**Stated task**
Can you repeat the piece on Daphne Mayo's sculpture word for word, starting with "Mayo’s modernist experiments" and going on through "at this time."?

Mayo’s modernist experiments
By Judith McKay
‘Let There Be Sculpture’ November 2011
‘Our modern streamlined motor cars, aeroplanes, and locomotives are all products of form–design, and the same principles which govern the making of a cup or motor car apply equally to the making of a piece of sculpture.’
— Daphne Mayo, 1942
In late 1937, when Daphne Mayo visited Europe and North America to observe recent developments in art, she was particularly impressed by the serenely classical work of the French sculptors Aristide Maillol (1861−1944) and Charles Despiau (1874−1946), and by the animal sculpture of François Pompon (1855−1933) and his American counterpart John B Flannagan (1895−1942). She also applauded the ‘tremendous wealth’ of materials being used in sculpture at this time.

**Given entries**
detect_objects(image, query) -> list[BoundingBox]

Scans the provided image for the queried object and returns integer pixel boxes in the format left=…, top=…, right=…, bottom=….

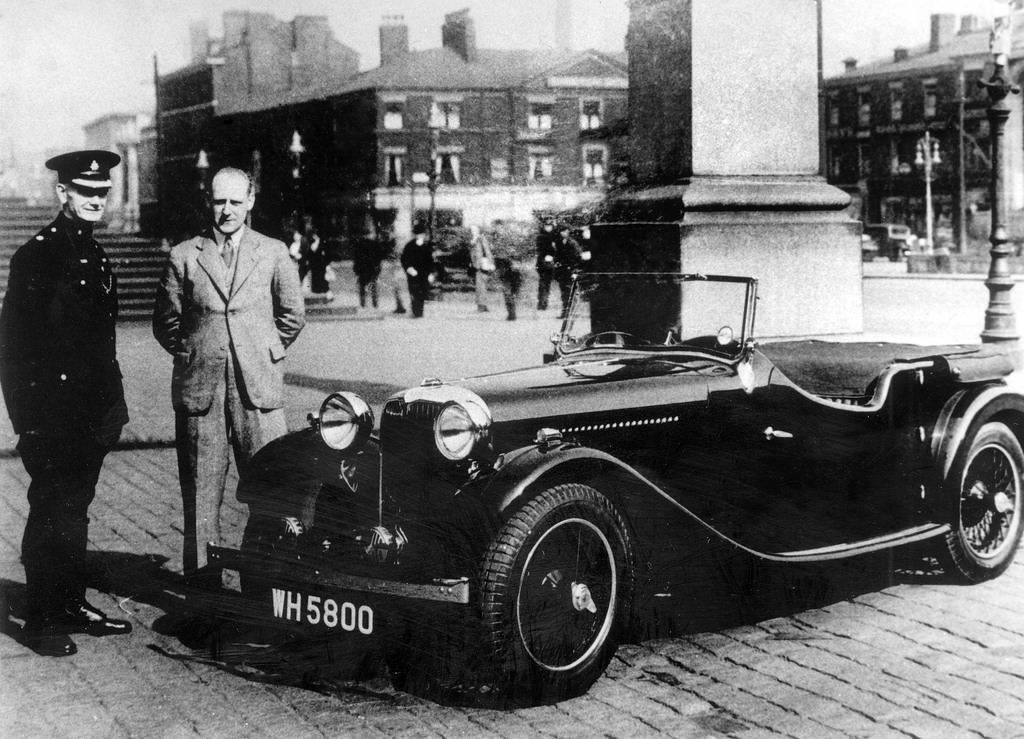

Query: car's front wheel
left=480, top=484, right=634, bottom=703
left=945, top=421, right=1024, bottom=582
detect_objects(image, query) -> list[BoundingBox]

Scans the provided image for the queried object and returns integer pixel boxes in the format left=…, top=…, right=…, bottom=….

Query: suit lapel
left=197, top=231, right=230, bottom=303
left=231, top=228, right=260, bottom=295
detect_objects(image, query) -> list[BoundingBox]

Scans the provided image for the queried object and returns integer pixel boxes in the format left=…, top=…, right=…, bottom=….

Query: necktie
left=220, top=236, right=234, bottom=269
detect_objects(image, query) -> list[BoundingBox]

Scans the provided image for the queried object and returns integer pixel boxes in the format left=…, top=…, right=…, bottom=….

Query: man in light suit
left=153, top=167, right=305, bottom=575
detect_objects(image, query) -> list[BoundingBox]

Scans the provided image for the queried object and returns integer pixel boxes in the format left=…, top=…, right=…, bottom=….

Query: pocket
left=174, top=347, right=196, bottom=367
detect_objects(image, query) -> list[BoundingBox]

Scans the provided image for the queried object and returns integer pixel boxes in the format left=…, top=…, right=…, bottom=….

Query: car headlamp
left=318, top=392, right=374, bottom=451
left=434, top=399, right=490, bottom=460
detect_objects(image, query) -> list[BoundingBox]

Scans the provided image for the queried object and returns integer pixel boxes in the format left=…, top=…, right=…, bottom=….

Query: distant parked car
left=861, top=223, right=918, bottom=262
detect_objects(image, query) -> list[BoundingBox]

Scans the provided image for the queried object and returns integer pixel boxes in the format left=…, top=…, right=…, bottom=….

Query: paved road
left=0, top=270, right=1024, bottom=739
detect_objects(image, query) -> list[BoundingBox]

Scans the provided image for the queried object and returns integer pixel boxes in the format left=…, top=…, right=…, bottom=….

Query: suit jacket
left=0, top=209, right=128, bottom=444
left=401, top=238, right=435, bottom=282
left=153, top=227, right=305, bottom=414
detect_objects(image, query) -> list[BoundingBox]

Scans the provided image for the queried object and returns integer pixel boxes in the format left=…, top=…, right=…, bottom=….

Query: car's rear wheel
left=944, top=421, right=1024, bottom=582
left=480, top=484, right=634, bottom=703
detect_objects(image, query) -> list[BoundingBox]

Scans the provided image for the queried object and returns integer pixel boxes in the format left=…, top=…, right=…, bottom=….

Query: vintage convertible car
left=209, top=273, right=1024, bottom=703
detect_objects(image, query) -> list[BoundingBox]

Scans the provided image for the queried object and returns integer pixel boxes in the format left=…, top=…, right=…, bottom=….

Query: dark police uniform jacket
left=0, top=214, right=128, bottom=445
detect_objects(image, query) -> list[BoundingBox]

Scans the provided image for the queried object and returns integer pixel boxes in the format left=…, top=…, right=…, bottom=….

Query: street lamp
left=409, top=170, right=433, bottom=233
left=978, top=4, right=1020, bottom=345
left=196, top=148, right=210, bottom=195
left=427, top=127, right=440, bottom=241
left=913, top=131, right=942, bottom=252
left=288, top=131, right=306, bottom=219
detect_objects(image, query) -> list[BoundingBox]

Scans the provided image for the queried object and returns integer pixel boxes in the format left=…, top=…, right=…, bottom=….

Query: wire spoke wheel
left=516, top=518, right=618, bottom=670
left=480, top=483, right=634, bottom=704
left=946, top=422, right=1024, bottom=581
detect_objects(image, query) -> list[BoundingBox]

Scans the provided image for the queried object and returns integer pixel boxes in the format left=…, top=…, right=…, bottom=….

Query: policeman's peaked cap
left=46, top=148, right=121, bottom=187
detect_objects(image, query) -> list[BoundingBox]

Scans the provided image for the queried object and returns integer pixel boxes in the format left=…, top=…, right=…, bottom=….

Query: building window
left=430, top=102, right=462, bottom=128
left=384, top=102, right=406, bottom=131
left=583, top=146, right=608, bottom=185
left=490, top=157, right=509, bottom=180
left=857, top=143, right=871, bottom=177
left=528, top=151, right=554, bottom=180
left=526, top=102, right=554, bottom=131
left=828, top=147, right=843, bottom=181
left=889, top=82, right=903, bottom=123
left=857, top=92, right=871, bottom=128
left=386, top=154, right=406, bottom=187
left=925, top=82, right=939, bottom=118
left=580, top=100, right=601, bottom=131
left=434, top=153, right=460, bottom=184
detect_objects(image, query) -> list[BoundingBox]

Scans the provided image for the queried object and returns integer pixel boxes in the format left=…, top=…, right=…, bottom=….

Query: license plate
left=270, top=588, right=374, bottom=634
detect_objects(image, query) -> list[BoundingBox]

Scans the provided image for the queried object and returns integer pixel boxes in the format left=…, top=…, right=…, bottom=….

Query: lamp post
left=288, top=131, right=306, bottom=220
left=978, top=4, right=1020, bottom=346
left=913, top=131, right=942, bottom=252
left=409, top=172, right=430, bottom=233
left=196, top=148, right=210, bottom=198
left=427, top=127, right=440, bottom=241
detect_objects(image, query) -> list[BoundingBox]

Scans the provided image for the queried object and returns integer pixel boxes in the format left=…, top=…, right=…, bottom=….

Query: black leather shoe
left=22, top=622, right=78, bottom=657
left=62, top=601, right=131, bottom=637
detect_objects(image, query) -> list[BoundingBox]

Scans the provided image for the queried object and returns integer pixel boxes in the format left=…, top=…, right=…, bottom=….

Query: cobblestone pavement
left=0, top=268, right=1024, bottom=739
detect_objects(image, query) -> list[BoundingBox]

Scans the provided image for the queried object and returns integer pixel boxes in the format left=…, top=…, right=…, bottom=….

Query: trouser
left=17, top=430, right=109, bottom=623
left=502, top=272, right=522, bottom=320
left=409, top=276, right=430, bottom=318
left=381, top=260, right=412, bottom=311
left=357, top=276, right=378, bottom=308
left=558, top=277, right=572, bottom=318
left=537, top=269, right=552, bottom=310
left=473, top=269, right=489, bottom=308
left=175, top=354, right=288, bottom=574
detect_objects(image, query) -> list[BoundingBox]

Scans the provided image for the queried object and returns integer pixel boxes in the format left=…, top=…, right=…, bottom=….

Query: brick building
left=154, top=11, right=628, bottom=243
left=145, top=10, right=359, bottom=238
left=824, top=12, right=1024, bottom=246
left=84, top=113, right=151, bottom=233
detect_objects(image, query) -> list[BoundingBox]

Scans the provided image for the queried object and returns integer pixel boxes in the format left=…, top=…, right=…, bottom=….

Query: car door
left=709, top=357, right=916, bottom=552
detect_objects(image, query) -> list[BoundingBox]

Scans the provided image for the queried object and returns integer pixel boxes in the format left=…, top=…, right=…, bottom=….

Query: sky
left=0, top=0, right=998, bottom=161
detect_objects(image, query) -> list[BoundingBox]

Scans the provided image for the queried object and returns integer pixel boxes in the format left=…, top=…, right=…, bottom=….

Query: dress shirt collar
left=213, top=226, right=246, bottom=251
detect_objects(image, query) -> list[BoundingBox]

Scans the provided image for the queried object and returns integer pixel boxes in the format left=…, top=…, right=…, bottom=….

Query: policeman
left=0, top=150, right=131, bottom=656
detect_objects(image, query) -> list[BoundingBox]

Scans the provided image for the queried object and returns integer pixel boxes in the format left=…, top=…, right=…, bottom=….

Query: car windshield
left=557, top=272, right=757, bottom=357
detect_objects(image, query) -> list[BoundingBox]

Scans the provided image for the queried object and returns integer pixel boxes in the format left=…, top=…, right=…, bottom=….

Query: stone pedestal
left=592, top=0, right=862, bottom=338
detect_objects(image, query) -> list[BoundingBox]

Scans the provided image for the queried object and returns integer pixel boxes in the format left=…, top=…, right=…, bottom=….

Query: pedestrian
left=537, top=218, right=558, bottom=310
left=0, top=150, right=131, bottom=657
left=554, top=223, right=583, bottom=318
left=469, top=225, right=495, bottom=313
left=153, top=167, right=305, bottom=575
left=377, top=226, right=411, bottom=314
left=352, top=233, right=385, bottom=308
left=300, top=213, right=334, bottom=302
left=401, top=223, right=434, bottom=318
left=492, top=221, right=529, bottom=320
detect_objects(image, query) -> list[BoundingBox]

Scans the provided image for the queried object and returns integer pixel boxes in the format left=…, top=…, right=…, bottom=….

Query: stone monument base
left=591, top=176, right=863, bottom=338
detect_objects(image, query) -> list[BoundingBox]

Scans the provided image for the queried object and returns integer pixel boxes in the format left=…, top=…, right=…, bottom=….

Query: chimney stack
left=188, top=20, right=210, bottom=64
left=959, top=15, right=984, bottom=36
left=441, top=8, right=476, bottom=61
left=555, top=0, right=574, bottom=51
left=381, top=15, right=409, bottom=67
left=928, top=13, right=956, bottom=53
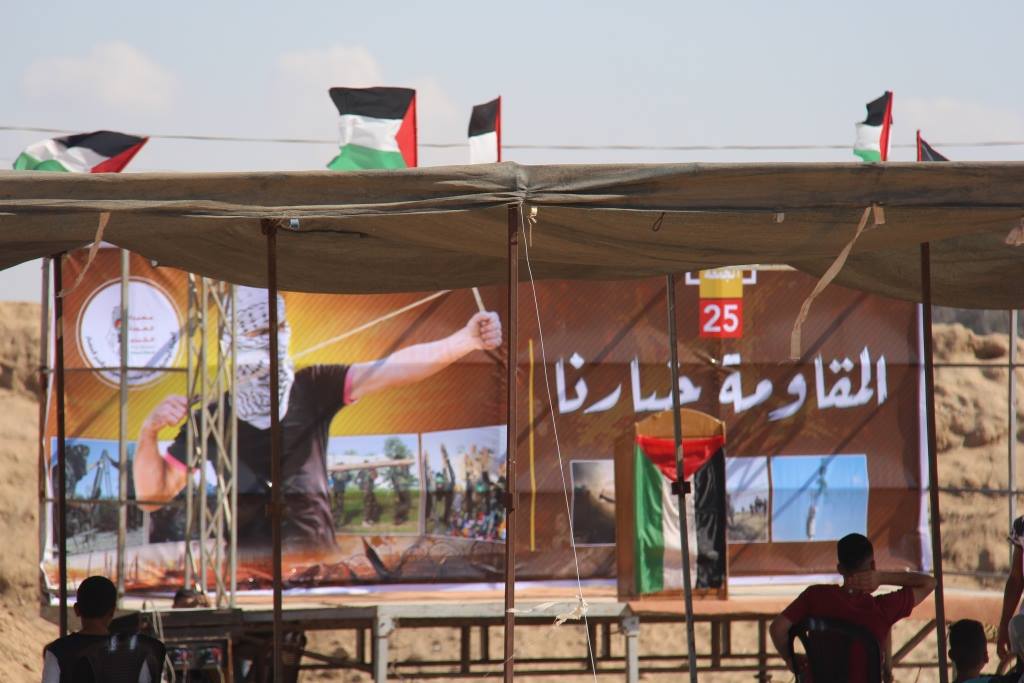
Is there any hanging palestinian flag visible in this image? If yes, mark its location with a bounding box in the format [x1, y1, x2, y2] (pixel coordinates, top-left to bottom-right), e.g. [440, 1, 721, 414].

**Completed task**
Mayo’s modernist experiments
By Judith McKay
‘Let There Be Sculpture’ November 2011
‘Our modern streamlined motor cars, aeroplanes, and locomotives are all products of form–design, and the same principles which govern the making of a cup or motor car apply equally to the making of a piece of sculpture.’
— Daphne Mayo, 1942
In late 1937, when Daphne Mayo visited Europe and North America to observe recent developments in art, she was particularly impressed by the serenely classical work of the French sculptors Aristide Maillol (1861−1944) and Charles Despiau (1874−1946), and by the animal sculpture of François Pompon (1855−1933) and his American counterpart John B Flannagan (1895−1942). She also applauded the ‘tremendous wealth’ of materials being used in sculpture at this time.